*** Text for analysis ***

# a guy known to be tf?



## squarepeg (Jul 9, 2010)

it looks like there is an email address and phone number for him when you click on the 'about' button on the page you linked above sibylle. perhaps he would reply to an email? (your english is good enough,  )


----------



## 1102009 (Jul 31, 2015)

Seems I have overlooked this, thanks, Squarepeg.
I just wrote an e-mail, hopefully he will answer.


----------



## c-bees (Jun 1, 2017)

SiWolKe said:


> but I found no hint if he is treatment free.


Hey, his phone number is on the website, so I called him and asked if he was treatment free, and he said he's always been treatment free........I asked him if he was speaking at a symposium or something and he said he's speaking in Austria in March I think.....judging from his accent he's either German or Austrian, so if you meet him there you can talk to him in your own language. He put his headset on so he could talk while driving, we chatted about bees for a bit, seems like a decent guy.......


----------



## beepro (Dec 31, 2012)

Interesting site. I would join their mailing list to see what they're up to.


----------



## 1102009 (Jul 31, 2015)

I wrote and got an answer.
He does no allopathic treatments for 20 years.
I wrote back:


> >Do you speak german?
> Yes, I heard about the symposium. We follow Seeley. I read Tautz. Two of us have been treatment free since 2012. This is extremely difficult in Germany if you are not isolated. Losses 30%.
> We work in secret because we are obliged to treat. We want to publish articles that change that. We work with someone who tracks and observes wild honey bees (why they survive). This must happen discreetly, otherwise the bees will be taken and treated. The fear of disease spread is great. I myself observe 2 colonies in old walls. I have 12 hives myself and keep bees since 2014.
> 
> We refrain from any kind of treatment, including allopathic ones . We believe the bees have their own strategies and do not need any manipulation from us. The only thing we do and now learn from them is which constellations of husbandry are important and what kind of multiplying. We record this in a mindmap and want to convey it to the beekeeper community.<


----------



## beepro (Dec 31, 2012)

*** End of Text for analysis ***
*** Recorded information ***

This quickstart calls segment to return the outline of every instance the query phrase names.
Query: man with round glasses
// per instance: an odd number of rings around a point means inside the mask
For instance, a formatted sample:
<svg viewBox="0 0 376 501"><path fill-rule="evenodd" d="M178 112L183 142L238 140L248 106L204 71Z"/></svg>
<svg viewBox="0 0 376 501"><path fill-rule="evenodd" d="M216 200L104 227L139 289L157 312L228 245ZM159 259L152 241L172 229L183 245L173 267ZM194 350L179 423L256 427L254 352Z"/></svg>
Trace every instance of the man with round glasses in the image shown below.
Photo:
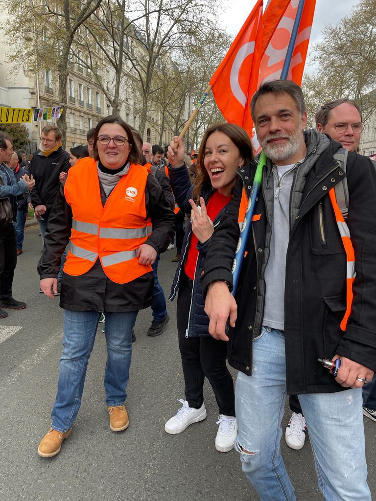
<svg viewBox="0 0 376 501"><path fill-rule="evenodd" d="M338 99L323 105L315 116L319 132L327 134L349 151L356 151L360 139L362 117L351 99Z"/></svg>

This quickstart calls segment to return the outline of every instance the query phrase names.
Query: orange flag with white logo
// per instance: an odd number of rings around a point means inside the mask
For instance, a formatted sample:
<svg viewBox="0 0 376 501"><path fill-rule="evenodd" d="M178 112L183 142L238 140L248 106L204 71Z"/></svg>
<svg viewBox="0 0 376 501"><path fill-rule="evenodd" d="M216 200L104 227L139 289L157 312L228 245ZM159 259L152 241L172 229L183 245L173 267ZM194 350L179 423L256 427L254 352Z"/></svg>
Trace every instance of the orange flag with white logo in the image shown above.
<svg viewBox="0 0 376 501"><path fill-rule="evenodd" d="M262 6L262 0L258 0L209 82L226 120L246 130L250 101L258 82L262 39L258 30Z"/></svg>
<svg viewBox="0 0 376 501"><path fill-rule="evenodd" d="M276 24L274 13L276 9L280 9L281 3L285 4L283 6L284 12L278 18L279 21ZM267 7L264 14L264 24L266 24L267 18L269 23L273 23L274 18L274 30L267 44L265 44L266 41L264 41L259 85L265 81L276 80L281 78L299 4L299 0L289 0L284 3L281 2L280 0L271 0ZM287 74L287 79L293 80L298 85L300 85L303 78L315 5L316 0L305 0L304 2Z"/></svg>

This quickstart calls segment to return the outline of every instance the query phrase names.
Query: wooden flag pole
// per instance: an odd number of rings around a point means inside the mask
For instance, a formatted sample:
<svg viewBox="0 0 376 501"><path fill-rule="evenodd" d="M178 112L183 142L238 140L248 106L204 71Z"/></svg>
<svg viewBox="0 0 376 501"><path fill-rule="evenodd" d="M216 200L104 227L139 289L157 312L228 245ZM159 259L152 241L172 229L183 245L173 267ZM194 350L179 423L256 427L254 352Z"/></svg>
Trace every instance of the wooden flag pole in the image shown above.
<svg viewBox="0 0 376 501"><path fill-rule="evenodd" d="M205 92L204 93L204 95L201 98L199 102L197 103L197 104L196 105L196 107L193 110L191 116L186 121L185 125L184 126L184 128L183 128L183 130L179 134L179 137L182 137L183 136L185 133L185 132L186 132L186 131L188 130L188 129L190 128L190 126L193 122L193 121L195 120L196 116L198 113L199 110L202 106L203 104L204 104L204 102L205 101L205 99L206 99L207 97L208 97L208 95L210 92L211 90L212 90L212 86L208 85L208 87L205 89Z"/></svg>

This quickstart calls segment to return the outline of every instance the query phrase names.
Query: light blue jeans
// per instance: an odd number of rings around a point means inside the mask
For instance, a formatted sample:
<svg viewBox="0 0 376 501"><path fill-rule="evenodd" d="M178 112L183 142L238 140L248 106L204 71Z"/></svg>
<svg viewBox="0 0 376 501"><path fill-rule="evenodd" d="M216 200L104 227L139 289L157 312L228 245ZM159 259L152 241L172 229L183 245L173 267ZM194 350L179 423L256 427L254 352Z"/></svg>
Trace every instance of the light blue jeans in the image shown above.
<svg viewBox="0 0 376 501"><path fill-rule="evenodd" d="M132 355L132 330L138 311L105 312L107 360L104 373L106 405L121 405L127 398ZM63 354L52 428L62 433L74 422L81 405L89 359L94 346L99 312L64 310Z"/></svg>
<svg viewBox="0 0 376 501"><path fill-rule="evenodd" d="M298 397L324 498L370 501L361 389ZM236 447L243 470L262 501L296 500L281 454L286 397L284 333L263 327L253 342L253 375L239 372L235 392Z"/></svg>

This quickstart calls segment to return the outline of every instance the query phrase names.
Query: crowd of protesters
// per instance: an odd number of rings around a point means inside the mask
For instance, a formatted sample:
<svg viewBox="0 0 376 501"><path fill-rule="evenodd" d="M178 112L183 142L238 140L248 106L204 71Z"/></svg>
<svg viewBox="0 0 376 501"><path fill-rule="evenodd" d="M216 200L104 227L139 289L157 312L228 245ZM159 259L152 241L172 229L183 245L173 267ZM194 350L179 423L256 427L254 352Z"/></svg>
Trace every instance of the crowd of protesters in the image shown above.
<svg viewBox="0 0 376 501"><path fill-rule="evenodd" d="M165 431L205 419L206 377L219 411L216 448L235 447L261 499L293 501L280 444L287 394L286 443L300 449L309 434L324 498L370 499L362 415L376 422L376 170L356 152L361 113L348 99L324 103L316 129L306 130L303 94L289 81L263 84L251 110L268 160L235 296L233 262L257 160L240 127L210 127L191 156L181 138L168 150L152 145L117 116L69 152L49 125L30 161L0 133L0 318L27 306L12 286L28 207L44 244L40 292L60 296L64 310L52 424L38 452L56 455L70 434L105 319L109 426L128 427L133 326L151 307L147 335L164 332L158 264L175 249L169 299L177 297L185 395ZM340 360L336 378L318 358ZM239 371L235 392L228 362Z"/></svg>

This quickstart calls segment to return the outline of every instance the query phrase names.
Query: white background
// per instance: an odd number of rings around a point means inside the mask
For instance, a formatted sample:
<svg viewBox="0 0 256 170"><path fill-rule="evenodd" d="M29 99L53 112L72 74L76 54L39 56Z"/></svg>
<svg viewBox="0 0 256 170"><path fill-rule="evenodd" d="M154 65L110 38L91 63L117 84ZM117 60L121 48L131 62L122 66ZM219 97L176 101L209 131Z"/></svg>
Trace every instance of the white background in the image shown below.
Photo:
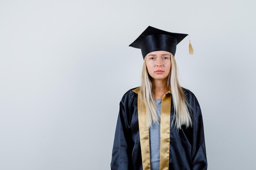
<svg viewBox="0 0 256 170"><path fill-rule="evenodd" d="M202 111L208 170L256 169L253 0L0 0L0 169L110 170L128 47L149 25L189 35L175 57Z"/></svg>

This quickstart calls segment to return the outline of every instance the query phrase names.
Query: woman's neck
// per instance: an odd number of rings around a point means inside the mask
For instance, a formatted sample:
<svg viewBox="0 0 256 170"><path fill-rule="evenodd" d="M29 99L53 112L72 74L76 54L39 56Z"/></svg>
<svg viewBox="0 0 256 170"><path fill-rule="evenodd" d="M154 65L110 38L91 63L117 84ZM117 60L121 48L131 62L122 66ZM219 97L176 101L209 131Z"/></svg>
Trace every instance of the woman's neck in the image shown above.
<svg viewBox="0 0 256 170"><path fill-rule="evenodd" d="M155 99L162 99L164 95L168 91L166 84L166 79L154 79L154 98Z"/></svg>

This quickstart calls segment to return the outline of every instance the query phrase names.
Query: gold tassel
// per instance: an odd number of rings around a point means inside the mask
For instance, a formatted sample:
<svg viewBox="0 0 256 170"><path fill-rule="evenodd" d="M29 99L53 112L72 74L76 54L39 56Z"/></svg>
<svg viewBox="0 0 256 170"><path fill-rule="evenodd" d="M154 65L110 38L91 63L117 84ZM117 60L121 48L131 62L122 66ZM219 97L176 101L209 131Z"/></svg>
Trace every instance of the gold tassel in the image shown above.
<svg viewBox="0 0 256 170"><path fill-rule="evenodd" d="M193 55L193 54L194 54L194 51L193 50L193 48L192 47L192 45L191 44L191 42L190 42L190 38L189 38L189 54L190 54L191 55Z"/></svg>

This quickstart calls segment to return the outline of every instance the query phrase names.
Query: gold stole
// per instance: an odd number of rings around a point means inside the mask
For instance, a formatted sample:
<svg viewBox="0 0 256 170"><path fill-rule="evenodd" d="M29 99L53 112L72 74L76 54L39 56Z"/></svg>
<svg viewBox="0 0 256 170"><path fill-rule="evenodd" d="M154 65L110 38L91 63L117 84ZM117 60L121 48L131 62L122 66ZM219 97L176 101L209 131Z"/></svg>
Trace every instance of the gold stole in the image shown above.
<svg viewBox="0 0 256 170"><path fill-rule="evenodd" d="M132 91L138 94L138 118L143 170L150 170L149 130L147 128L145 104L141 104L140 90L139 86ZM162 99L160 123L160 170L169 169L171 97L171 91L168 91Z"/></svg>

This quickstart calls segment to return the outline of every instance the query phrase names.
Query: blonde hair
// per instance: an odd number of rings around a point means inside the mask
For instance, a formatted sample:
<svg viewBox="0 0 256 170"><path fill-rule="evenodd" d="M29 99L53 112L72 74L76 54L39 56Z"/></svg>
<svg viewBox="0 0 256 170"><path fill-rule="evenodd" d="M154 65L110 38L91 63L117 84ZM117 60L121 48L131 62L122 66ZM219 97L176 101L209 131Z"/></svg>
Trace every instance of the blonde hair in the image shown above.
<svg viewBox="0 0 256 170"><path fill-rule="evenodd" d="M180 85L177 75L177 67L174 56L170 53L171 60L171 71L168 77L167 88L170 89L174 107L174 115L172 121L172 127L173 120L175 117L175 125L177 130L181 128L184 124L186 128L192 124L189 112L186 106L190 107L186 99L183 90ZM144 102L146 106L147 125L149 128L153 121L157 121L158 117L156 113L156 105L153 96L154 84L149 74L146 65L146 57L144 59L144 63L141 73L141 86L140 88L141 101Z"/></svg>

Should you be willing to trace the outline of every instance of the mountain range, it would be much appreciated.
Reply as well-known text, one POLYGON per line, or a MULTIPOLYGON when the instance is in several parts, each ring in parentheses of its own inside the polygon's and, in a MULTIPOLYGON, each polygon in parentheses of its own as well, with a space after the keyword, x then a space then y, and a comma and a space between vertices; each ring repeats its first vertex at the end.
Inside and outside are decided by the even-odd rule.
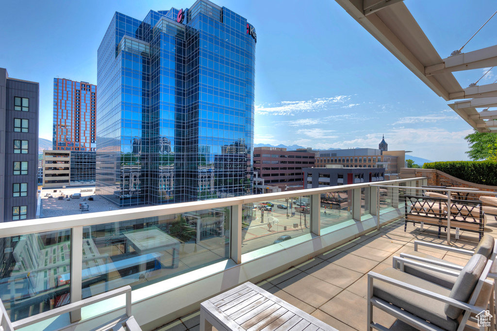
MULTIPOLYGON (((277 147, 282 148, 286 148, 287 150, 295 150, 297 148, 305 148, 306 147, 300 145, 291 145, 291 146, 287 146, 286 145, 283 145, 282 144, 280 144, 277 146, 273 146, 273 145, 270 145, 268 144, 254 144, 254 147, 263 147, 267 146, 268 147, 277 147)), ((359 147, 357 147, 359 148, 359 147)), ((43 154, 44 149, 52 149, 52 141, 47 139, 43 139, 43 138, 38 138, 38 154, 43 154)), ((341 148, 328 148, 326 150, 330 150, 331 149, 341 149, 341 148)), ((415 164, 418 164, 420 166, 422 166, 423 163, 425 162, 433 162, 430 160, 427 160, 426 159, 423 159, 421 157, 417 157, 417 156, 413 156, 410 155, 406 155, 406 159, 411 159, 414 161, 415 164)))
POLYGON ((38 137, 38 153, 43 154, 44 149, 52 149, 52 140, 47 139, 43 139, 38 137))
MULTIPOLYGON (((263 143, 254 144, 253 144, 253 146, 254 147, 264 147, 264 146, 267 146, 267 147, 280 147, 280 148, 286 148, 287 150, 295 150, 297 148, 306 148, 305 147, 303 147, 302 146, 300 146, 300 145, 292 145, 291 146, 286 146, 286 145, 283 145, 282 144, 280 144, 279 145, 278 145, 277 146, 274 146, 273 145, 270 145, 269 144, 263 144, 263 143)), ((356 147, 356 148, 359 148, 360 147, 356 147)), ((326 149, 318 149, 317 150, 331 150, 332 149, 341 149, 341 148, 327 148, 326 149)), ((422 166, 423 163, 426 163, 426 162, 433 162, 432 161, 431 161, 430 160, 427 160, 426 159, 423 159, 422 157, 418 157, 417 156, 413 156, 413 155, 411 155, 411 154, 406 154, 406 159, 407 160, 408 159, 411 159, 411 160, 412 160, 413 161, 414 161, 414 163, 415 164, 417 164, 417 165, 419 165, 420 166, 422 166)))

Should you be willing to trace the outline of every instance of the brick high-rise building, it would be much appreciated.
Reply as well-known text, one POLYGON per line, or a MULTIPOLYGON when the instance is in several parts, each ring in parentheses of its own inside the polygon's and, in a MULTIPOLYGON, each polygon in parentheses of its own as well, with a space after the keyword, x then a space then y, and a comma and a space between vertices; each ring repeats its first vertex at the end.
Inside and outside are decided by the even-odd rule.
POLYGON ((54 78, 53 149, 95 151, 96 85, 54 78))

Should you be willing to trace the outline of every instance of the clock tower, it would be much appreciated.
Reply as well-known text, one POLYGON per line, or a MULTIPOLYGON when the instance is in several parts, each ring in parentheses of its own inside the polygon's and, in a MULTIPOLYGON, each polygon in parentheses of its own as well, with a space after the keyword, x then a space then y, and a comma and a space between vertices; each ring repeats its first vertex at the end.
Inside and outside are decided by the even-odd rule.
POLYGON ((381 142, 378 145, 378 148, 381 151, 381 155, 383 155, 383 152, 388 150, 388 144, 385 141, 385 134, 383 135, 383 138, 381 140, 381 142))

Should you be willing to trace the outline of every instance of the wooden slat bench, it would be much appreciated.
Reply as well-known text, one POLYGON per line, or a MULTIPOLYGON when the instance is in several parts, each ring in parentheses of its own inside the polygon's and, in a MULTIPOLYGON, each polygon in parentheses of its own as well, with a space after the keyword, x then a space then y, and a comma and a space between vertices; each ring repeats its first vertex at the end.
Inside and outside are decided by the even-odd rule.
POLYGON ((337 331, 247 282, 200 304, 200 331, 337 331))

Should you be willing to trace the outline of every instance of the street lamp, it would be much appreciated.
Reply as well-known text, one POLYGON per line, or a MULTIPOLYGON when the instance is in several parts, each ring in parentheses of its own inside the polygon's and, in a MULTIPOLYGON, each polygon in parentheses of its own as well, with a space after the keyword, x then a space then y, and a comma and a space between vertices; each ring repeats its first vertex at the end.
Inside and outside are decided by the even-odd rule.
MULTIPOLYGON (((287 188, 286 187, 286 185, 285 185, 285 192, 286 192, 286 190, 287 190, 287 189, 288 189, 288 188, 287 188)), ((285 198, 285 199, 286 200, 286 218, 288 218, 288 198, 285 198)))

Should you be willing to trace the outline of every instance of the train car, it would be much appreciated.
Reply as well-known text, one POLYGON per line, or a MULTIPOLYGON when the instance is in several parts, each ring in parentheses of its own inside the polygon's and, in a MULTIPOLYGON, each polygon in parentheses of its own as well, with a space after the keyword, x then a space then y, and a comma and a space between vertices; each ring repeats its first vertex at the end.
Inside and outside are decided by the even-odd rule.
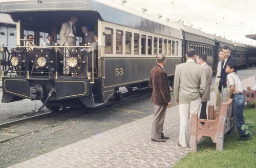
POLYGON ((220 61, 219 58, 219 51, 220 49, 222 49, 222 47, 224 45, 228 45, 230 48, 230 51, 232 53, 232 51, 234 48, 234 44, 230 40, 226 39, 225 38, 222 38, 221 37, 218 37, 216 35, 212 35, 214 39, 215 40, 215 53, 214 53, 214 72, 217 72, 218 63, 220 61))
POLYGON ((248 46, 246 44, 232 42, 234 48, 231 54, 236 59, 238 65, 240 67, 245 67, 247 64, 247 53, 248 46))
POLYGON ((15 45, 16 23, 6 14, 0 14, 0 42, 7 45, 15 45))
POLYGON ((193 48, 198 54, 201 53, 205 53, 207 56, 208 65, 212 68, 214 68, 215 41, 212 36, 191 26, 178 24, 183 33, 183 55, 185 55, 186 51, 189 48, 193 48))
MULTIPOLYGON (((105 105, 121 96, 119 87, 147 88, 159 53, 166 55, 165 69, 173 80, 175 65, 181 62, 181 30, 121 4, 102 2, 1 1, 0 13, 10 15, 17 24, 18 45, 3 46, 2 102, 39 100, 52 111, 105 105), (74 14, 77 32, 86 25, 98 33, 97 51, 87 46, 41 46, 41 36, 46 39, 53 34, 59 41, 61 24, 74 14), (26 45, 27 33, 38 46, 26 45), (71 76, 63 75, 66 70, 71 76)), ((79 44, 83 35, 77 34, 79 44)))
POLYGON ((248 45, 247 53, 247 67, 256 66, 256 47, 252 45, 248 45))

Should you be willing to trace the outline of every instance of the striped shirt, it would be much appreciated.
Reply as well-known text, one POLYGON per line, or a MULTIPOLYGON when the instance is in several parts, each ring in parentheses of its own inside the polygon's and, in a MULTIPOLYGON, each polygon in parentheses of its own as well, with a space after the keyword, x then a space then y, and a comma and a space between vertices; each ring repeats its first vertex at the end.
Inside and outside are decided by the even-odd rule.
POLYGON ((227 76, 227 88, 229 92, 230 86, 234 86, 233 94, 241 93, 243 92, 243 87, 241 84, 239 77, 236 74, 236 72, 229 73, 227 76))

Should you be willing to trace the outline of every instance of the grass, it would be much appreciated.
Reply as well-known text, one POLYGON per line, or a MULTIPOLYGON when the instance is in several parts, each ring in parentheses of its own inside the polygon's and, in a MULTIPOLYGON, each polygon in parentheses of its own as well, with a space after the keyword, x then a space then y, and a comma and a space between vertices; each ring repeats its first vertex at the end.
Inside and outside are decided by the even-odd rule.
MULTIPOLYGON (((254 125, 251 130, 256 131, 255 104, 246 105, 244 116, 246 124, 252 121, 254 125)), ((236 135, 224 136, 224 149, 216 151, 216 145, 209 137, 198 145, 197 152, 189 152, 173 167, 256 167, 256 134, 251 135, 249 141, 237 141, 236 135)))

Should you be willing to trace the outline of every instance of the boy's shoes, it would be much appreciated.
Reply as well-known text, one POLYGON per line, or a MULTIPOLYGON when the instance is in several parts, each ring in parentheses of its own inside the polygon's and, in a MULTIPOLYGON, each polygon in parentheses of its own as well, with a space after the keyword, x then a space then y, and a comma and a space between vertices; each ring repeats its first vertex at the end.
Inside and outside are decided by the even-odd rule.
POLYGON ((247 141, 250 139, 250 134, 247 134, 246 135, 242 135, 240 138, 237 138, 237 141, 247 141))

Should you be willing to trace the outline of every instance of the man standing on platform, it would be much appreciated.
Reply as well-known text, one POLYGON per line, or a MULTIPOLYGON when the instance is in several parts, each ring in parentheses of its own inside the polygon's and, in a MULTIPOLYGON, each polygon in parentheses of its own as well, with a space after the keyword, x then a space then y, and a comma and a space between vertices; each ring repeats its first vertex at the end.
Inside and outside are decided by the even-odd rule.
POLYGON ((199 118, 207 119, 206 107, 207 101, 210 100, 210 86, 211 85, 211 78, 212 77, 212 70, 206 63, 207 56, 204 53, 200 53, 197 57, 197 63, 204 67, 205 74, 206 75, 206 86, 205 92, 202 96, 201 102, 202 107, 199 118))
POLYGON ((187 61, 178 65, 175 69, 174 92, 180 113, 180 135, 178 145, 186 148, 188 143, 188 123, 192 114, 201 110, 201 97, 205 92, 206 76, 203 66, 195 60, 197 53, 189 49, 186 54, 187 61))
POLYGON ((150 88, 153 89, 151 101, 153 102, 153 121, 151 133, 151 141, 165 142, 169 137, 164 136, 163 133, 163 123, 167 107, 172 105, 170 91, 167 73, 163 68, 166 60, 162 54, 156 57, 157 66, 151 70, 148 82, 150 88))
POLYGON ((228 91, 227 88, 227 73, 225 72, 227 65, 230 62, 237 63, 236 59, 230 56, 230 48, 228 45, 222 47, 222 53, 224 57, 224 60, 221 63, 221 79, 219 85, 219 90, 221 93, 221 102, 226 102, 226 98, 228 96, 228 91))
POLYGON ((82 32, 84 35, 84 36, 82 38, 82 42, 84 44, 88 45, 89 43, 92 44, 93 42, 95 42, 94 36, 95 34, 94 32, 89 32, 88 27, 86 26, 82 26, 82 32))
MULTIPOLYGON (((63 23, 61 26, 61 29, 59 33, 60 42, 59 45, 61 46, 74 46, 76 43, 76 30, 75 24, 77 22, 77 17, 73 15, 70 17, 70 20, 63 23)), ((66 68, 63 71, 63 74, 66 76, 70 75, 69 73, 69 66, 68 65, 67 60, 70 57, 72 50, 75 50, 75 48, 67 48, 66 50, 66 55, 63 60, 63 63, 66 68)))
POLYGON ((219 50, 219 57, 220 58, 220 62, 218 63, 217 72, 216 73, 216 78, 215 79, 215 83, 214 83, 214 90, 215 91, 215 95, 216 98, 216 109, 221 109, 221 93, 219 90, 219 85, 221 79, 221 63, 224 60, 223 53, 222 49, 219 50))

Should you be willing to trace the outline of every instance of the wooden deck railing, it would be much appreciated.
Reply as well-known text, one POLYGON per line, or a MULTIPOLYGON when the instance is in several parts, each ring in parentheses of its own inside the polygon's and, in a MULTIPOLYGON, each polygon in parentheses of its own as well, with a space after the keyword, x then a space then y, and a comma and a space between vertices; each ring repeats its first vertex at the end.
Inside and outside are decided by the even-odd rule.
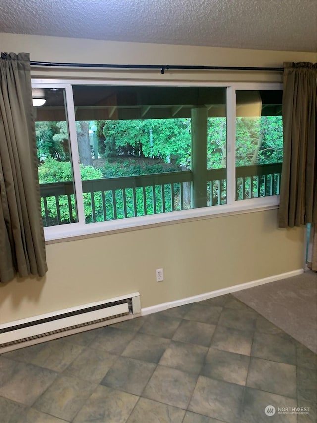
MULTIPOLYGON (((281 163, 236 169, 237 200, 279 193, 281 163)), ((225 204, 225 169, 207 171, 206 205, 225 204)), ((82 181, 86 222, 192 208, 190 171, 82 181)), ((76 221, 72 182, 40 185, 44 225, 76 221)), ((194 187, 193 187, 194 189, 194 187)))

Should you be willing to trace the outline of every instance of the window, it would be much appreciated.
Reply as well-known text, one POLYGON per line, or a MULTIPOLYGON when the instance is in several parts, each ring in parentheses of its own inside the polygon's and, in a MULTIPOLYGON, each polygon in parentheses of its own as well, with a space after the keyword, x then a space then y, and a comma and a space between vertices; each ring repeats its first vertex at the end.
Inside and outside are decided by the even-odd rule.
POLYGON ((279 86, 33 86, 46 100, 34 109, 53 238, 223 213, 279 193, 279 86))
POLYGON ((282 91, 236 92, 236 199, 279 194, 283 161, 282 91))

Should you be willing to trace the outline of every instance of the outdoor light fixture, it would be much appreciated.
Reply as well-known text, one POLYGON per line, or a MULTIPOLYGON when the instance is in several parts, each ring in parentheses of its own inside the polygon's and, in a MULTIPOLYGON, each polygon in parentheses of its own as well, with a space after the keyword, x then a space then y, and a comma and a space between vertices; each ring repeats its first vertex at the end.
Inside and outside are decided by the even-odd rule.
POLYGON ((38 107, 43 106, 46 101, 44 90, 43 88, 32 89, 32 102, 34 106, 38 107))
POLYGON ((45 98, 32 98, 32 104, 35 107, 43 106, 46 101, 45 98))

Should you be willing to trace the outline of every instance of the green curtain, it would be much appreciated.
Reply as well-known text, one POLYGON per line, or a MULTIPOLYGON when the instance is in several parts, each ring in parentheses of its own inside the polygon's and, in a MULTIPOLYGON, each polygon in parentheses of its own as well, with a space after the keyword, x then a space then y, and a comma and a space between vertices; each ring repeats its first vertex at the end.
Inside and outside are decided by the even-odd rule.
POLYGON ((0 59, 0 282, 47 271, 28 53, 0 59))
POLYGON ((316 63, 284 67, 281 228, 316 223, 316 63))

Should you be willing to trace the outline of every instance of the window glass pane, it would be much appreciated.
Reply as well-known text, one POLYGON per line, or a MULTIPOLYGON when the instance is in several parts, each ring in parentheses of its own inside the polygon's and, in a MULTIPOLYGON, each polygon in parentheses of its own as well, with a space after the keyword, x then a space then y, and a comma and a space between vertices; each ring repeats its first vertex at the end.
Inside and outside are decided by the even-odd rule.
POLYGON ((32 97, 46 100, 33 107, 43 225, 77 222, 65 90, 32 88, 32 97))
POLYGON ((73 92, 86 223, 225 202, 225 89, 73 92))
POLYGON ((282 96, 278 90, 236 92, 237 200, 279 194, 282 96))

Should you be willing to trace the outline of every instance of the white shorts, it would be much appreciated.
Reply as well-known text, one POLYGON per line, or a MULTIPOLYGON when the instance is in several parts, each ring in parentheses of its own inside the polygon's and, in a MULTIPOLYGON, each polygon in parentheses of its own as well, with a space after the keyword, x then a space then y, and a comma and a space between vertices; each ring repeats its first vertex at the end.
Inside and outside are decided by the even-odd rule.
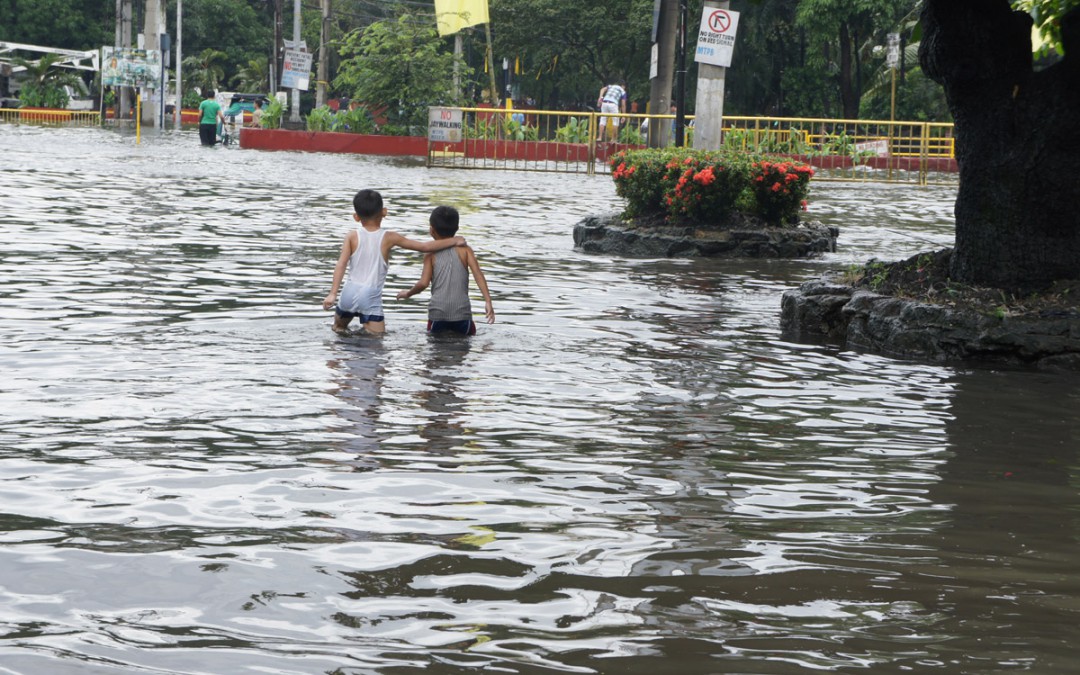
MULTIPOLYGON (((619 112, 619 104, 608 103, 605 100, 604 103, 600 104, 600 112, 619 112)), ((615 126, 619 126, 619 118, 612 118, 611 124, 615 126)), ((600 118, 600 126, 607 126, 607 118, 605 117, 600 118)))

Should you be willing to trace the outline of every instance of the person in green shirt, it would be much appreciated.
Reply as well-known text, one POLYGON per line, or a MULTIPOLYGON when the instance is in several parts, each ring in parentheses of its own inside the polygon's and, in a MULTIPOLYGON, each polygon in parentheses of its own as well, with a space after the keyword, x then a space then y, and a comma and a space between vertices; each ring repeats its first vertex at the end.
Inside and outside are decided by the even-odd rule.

*** End of Recorded information ***

§ **Exercise set**
a) List each distinct username that appears in a post header of the forum thread.
b) In the forum thread, how many hives does the quoted e-mail reply say the writer has?
c) Reproduce the part of the forum thread between "Hey, his phone" and "a decent guy.......", inclusive.
The rows have no connection to the forum thread.

§ **Results in order**
a) squarepeg, 1102009, c-bees, beepro

b) 12 hives.

c)
Hey, his phone number is on the website, so I called him and asked if he was treatment free, and he said he's always been treatment free........I asked him if he was speaking at a symposium or something and he said he's speaking in Austria in March I think.....judging from his accent he's either German or Austrian, so if you meet him there you can talk to him in your own language. He put his headset on so he could talk while driving, we chatted about bees for a bit, seems like a decent guy.......